## Aim of the exercise
The entries below hold a line with "Task: point to each instance of the white" and a line with "Task: point to each instance of the chrome grille, a". Return those lines and all that lie between them, exactly and only.
++++
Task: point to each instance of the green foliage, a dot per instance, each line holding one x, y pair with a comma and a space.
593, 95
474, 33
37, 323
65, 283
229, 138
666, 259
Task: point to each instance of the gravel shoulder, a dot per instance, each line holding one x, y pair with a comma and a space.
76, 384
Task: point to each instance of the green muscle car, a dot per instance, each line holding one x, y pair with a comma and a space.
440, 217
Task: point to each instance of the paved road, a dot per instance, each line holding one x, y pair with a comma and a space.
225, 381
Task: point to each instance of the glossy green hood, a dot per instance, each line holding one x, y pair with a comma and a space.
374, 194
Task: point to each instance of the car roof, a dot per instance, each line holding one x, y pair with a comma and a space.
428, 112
++++
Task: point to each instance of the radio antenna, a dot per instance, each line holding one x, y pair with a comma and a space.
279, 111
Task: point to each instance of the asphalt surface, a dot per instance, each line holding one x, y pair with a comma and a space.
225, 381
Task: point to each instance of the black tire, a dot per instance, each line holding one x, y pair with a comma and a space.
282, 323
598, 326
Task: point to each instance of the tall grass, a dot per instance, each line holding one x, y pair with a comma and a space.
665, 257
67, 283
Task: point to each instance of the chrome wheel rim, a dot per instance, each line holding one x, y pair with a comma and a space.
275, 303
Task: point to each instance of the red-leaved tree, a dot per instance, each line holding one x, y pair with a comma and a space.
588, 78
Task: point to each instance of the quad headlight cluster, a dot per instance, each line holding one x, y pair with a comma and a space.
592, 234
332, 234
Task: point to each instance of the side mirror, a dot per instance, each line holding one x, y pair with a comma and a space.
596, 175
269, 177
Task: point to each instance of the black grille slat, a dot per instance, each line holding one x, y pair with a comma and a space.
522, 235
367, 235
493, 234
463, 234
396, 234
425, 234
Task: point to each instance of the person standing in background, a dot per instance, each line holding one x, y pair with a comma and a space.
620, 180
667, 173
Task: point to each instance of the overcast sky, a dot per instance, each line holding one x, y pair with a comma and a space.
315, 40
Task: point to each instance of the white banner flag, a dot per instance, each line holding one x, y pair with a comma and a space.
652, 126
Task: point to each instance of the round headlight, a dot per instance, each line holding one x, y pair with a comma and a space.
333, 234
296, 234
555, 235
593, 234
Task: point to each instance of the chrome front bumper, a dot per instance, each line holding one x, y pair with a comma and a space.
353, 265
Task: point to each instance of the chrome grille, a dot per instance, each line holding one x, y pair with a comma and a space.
++++
## Completed task
Task: point to each instance of the white banner flag, a dot per instance, each line holding one x, y pair with a comma and a space.
652, 126
Task: point to each instance of the round headlight, a dot per instance, each line holding one x, y pair with a comma and a space.
333, 234
296, 234
555, 235
593, 234
Task: point to each instance of the chrome front bumper, a dot per instance, each line holding one x, y pair with a comma and a space.
353, 265
Task: point to each instance of the chrome grille, a dot per instance, each line holding one x, y pair with a comma and a space.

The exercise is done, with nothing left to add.